**INSTRUCTION A**
Collect every line of the records below that contains the string “curved”, copying each line as it appears.

**PAGE EXCERPT**
--------------------
Engaging with Youtube: How to Get Liked

 · 13 mins read

Introduction

What makes people find and click on music on YouTube? Does the way a video is posted have anything to do with how popular it gets? In parts 1-3, I try and partly succeed in predicting how big a music-type video will get. For parts 4-6, I end up pivoting to identifying the most engaging video tags, in an effort to optimize engagement per view for a potential advertiser. In the end, I try to answer the age-old question: What the hell is trap music, actually?

For engagement Visualizations, jump to part 5

  • Part 1: YouTube
  • Part 2: The Data
  • Part 3: Failing To Regress
  • Part 4: Engagement by Genre
  • Part 5: Conclusion
  • Part 6: Bonus Word Clouds
  • Part 1: YouTube

    What's in a video?

  • A title, about 7 words on average, often following a format like Song - Artist (Official Music Video)
--------------------
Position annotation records
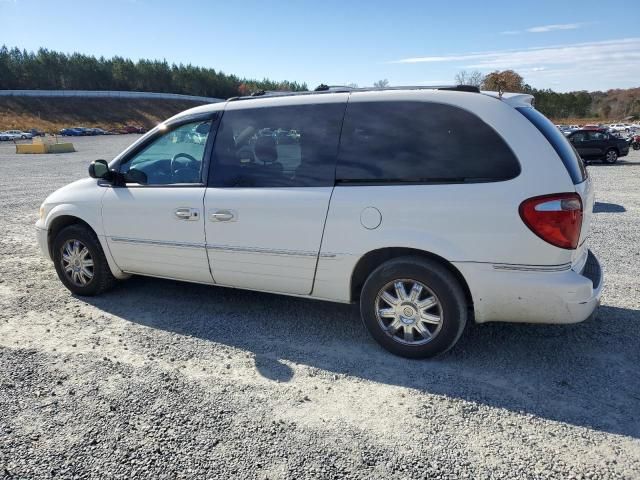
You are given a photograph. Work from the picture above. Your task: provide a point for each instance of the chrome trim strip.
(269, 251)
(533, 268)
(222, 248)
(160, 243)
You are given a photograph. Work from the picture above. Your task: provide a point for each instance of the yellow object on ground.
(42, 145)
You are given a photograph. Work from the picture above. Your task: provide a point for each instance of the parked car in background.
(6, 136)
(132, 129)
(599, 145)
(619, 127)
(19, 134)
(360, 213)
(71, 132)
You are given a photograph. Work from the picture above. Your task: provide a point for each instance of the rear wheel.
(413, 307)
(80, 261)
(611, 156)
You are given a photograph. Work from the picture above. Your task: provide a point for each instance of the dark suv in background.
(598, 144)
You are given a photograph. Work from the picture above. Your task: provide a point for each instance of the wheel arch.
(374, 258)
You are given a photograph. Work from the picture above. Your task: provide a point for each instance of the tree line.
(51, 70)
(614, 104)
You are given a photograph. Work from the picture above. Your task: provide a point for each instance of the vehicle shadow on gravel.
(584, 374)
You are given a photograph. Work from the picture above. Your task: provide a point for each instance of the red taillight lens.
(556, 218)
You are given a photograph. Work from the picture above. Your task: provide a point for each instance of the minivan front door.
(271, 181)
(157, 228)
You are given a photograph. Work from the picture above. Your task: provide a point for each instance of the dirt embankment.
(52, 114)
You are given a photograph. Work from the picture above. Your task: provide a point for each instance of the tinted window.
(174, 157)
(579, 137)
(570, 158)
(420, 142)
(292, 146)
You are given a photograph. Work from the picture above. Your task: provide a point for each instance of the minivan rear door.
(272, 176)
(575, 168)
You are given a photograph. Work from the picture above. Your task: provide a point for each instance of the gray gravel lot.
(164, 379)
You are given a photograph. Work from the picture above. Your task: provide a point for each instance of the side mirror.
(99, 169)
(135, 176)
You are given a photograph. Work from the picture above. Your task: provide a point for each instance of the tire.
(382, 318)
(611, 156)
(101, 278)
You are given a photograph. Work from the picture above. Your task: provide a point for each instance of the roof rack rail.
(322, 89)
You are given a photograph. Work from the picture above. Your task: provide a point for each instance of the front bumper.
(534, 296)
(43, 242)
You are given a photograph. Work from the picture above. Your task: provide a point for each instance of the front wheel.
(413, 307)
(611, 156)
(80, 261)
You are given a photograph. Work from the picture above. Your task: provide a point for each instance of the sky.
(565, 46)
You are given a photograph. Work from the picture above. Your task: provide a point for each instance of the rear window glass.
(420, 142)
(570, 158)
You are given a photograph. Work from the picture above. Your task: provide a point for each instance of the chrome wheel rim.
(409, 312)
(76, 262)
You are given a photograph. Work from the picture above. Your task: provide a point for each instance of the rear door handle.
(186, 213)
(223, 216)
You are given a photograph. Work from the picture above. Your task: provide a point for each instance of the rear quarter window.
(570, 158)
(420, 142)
--------------------
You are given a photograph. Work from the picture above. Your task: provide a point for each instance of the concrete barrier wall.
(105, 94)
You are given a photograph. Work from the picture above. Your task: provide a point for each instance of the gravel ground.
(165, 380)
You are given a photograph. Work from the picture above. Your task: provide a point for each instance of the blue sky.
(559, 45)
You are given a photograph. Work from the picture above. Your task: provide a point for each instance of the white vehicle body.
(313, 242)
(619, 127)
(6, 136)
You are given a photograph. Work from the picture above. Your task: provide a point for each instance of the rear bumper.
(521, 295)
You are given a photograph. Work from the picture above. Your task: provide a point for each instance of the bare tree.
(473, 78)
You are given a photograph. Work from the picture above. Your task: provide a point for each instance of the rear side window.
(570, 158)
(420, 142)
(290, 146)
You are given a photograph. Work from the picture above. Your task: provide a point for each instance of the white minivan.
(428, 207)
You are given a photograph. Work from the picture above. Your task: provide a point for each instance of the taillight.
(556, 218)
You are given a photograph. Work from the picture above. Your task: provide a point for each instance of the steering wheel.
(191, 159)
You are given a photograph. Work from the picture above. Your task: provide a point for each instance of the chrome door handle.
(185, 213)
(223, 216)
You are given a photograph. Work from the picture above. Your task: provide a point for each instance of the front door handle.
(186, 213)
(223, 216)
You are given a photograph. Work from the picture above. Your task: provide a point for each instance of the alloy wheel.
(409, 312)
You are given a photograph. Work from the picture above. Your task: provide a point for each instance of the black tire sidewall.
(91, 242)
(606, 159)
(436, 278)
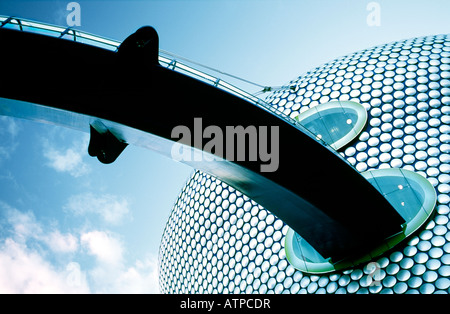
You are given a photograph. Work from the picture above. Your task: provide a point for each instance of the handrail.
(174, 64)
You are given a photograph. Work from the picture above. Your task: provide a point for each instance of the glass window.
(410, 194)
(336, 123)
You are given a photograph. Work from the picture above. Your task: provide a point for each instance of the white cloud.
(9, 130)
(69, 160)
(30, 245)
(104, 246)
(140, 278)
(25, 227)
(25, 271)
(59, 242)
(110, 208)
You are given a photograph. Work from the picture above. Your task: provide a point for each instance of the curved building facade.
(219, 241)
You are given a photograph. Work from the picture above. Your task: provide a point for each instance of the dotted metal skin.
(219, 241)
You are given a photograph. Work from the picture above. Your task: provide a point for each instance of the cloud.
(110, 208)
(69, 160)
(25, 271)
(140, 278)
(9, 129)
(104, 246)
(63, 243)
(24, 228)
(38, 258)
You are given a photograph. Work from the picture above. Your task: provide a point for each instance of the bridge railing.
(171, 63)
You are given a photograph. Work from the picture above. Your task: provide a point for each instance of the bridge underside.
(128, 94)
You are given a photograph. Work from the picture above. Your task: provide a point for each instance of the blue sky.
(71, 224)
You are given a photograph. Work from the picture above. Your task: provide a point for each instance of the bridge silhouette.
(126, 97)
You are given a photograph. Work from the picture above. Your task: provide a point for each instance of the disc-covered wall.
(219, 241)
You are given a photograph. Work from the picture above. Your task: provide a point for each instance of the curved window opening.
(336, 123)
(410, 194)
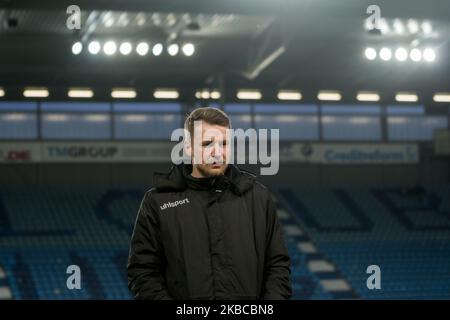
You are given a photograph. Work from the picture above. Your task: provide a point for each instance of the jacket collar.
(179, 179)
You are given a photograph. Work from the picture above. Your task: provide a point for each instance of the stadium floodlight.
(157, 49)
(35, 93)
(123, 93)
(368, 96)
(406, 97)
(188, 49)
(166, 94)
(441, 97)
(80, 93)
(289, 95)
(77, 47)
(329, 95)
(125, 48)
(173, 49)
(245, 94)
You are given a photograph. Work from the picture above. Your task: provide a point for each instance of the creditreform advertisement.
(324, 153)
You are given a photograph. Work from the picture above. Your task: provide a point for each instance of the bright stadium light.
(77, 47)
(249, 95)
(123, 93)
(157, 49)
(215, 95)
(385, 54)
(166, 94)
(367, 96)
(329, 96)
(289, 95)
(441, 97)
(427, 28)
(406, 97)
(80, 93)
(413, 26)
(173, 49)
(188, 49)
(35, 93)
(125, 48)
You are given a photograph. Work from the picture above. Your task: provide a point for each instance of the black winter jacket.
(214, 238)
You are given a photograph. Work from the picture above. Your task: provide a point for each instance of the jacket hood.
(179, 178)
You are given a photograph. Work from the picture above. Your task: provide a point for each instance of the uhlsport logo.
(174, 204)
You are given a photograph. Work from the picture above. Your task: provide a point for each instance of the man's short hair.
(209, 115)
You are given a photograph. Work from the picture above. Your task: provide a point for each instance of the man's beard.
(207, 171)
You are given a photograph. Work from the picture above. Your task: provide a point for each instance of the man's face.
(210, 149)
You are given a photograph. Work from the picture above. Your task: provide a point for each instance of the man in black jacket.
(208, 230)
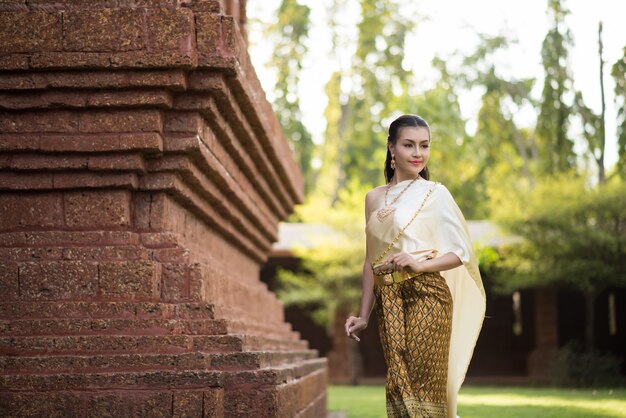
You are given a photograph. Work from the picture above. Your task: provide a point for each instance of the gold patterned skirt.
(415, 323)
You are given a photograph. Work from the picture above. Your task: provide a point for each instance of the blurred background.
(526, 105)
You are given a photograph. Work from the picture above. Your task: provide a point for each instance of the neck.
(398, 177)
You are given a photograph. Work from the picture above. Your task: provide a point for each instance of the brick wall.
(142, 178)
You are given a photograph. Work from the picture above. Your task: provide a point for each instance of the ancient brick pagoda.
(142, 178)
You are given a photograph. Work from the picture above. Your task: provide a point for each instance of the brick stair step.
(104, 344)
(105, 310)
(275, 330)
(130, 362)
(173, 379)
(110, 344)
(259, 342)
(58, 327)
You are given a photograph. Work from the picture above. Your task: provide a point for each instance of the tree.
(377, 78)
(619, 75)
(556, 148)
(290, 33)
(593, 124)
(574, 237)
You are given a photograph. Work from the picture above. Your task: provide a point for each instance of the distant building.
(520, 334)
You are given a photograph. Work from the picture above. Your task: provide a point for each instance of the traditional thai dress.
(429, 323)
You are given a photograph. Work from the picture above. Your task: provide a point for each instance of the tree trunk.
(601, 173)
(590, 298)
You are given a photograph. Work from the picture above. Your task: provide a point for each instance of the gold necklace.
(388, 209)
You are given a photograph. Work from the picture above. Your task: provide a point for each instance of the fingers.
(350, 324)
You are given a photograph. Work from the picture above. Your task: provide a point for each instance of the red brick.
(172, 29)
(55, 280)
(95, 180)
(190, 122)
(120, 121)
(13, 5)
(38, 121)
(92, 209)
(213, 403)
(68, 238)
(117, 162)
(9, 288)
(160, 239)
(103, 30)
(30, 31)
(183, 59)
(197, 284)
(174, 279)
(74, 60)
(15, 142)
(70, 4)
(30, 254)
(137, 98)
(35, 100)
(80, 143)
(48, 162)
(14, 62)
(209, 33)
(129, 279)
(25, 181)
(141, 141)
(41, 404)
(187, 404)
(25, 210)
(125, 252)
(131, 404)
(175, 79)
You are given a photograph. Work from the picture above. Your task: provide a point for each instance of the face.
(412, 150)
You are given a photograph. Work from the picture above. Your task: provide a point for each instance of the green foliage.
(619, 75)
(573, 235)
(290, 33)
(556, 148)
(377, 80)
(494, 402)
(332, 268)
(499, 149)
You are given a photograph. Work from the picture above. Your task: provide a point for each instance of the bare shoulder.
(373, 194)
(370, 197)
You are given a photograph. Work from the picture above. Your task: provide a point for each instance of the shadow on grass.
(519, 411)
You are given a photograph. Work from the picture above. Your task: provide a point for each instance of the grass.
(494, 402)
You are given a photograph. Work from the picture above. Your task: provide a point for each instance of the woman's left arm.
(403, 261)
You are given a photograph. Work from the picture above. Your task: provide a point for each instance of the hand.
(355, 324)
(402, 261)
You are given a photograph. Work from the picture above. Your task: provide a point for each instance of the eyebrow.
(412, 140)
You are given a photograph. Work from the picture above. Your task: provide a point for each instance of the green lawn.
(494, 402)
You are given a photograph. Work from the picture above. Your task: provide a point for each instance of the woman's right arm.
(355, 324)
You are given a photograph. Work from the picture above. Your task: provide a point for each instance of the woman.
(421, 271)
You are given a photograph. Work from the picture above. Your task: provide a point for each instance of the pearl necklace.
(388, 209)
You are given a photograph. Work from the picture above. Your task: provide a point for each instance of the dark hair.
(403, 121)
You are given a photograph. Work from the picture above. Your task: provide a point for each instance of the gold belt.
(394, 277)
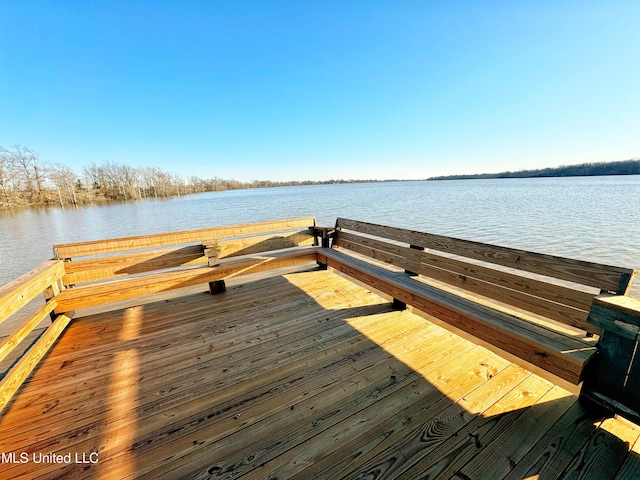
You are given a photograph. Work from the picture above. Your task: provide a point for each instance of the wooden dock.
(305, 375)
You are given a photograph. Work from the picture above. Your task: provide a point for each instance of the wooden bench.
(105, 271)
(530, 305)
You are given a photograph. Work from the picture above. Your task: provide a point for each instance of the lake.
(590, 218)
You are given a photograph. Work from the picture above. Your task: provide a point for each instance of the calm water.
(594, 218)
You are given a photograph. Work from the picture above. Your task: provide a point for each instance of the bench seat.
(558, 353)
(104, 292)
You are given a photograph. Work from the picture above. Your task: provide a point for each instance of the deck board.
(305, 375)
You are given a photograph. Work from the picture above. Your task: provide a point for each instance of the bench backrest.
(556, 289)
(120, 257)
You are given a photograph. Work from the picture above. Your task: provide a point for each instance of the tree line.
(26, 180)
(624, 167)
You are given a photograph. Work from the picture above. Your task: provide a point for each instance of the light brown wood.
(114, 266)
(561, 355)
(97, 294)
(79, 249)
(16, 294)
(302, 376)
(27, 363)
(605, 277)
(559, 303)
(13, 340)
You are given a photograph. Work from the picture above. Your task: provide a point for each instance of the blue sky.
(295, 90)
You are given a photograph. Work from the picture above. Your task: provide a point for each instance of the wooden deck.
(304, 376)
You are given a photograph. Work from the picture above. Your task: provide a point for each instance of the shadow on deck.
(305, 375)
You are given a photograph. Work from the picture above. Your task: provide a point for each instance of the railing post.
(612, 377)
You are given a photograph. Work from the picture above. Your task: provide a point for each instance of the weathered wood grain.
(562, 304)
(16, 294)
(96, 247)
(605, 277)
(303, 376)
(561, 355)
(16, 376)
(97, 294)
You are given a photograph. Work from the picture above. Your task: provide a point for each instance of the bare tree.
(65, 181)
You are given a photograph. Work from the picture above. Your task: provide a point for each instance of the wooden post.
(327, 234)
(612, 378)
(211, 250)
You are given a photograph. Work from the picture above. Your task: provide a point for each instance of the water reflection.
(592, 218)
--------------------
**INSTRUCTION B**
Please repeat the passage of the YouTube engagement post above from “What makes people” up to and including “in a video?”.

**CORRECT RESPONSE A**
You are given a photograph. Work from the picture above. Your task: provide a point for each instance of the curved building facade.
You are given a photograph. Work from the picture above. Your task: provide a point for each instance of the curved window opening.

**CORRECT RESPONSE B**
What makes people find and click on music on YouTube? Does the way a video is posted have anything to do with how popular it gets? In parts 1-3, I try and partly succeed in predicting how big a music-type video will get. For parts 4-6, I end up pivoting to identifying the most engaging video tags, in an effort to optimize engagement per view for a potential advertiser. In the end, I try to answer the age-old question: What the hell is trap music, actually?

For engagement Visualizations, jump to part 5

  • Part 1: YouTube
  • Part 2: The Data
  • Part 3: Failing To Regress
  • Part 4: Engagement by Genre
  • Part 5: Conclusion
  • Part 6: Bonus Word Clouds
  • Part 1: YouTube

    What's in a video?